__TASK ITEM 1__.
Answer these questions using the Databricks models page, one answer per line.
(a) Which mode does Databricks recommend for production workloads?
(b) Which tool can you use to interact with the supported models?
(c) Which license and policy does the section on Google Gemma 3 12B refer you to?
__TASK ITEM 2__. Return, copied word for word, the part of the Databricks models page that opens with the words containing "In addition to" and closes with "Acceptable Use Policy.".

__EXCERPT TO READ__.
Supported models for Databricks Foundation Models APIs

This article describes the state-of-the-art open models that are supported by the Databricks Foundation Model APIs.

note

See Supported foundation models on Mosaic AI Model Serving for region availability of these models and the supported feature areas.

You can send query requests to these models using the pay-per-token endpoints available in your Databricks workspace. See Use foundation models and pay-per-token supported models table for the names of the model endpoints to use.

In addition to supporting models in pay-per-token mode, Foundation Model APIs also offers provisioned throughput mode. Databricks recommends provisioned throughput for production workloads. This mode supports all models of a model architecture family (for example, DBRX models), including the fine-tuned and custom pre-trained models supported in pay-per-token mode. See Provisioned throughput Foundation Model APIs for the list of supported architectures.

You can interact with these supported models using the AI Playground.

Google Gemma 3 12B

important

See Applicable model developer licenses and terms for the Gemma 3 Community License and Acceptable Use Policy.

__THE DATA__.
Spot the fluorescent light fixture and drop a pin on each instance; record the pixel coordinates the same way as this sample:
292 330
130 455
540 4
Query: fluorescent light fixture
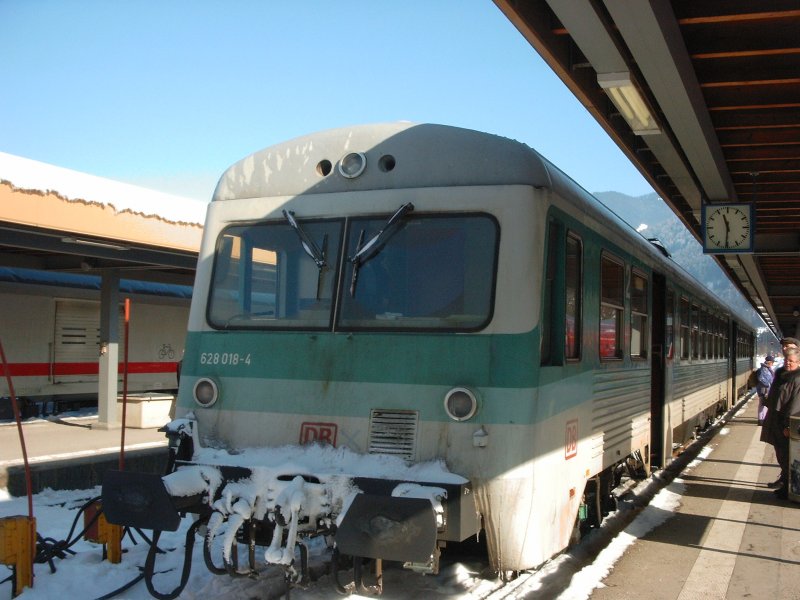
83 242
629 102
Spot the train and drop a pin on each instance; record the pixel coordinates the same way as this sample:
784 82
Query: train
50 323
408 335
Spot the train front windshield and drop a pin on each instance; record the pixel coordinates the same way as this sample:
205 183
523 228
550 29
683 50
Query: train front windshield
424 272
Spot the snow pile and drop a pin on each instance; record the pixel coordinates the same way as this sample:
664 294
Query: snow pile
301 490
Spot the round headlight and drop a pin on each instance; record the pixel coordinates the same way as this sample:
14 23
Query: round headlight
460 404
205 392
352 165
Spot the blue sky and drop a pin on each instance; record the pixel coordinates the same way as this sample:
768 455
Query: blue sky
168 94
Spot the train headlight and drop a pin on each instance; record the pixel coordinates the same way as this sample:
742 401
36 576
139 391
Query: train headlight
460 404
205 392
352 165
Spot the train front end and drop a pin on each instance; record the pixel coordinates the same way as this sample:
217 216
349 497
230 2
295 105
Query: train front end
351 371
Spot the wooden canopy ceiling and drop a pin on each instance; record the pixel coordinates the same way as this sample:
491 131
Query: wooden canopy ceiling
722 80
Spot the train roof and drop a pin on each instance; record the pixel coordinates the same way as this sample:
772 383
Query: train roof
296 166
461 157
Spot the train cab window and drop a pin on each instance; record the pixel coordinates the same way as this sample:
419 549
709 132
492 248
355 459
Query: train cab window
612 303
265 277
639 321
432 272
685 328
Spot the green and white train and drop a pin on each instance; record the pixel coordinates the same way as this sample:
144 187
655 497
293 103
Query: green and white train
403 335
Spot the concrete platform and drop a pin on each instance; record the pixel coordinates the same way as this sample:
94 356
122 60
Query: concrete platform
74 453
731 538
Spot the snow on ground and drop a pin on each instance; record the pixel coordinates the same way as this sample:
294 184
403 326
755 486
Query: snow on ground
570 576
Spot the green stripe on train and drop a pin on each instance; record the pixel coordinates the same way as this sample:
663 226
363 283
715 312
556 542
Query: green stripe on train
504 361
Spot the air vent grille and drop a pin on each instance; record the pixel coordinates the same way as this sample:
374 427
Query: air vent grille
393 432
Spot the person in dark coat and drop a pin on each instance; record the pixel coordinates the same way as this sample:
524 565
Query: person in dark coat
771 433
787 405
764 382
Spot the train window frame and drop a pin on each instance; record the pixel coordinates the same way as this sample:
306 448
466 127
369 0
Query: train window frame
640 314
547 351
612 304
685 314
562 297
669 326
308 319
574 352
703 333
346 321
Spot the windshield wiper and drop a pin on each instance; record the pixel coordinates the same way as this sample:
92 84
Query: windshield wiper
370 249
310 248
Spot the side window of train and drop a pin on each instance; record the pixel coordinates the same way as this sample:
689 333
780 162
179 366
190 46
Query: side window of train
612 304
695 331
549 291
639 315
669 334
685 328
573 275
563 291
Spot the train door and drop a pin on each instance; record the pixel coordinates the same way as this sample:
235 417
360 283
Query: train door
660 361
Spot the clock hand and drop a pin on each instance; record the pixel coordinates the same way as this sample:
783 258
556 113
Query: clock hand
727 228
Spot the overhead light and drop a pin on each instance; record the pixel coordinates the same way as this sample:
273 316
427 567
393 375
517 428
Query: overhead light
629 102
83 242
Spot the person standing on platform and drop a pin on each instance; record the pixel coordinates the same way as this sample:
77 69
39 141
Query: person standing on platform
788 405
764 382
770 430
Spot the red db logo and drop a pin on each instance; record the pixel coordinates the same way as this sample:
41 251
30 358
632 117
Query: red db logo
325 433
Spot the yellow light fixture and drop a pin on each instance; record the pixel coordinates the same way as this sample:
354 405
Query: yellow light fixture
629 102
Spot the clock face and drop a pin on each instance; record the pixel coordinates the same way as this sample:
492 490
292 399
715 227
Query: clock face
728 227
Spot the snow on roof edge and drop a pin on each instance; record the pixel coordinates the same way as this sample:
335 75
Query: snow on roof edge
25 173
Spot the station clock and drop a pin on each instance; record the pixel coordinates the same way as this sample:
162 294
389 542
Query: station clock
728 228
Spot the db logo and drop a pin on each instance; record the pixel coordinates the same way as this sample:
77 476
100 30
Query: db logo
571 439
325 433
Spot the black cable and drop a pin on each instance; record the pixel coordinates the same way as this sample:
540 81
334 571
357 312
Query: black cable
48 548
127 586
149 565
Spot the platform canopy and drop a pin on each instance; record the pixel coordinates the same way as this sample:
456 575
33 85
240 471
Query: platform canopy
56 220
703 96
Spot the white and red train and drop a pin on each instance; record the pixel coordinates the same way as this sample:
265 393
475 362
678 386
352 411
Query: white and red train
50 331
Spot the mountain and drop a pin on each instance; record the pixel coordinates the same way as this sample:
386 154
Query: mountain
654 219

__YOUR RESPONSE 1__.
(a) Provisioned throughput mode.
(b) The AI Playground.
(c) The Gemma 3 Community License and Acceptable Use Policy.

__YOUR RESPONSE 2__.
In addition to supporting models in pay-per-token mode, Foundation Model APIs also offers provisioned throughput mode. Databricks recommends provisioned throughput for production workloads. This mode supports all models of a model architecture family (for example, DBRX models), including the fine-tuned and custom pre-trained models supported in pay-per-token mode. See Provisioned throughput Foundation Model APIs for the list of supported architectures.

You can interact with these supported models using the AI Playground.

Google Gemma 3 12B

important

See Applicable model developer licenses and terms for the Gemma 3 Community License and Acceptable Use Policy.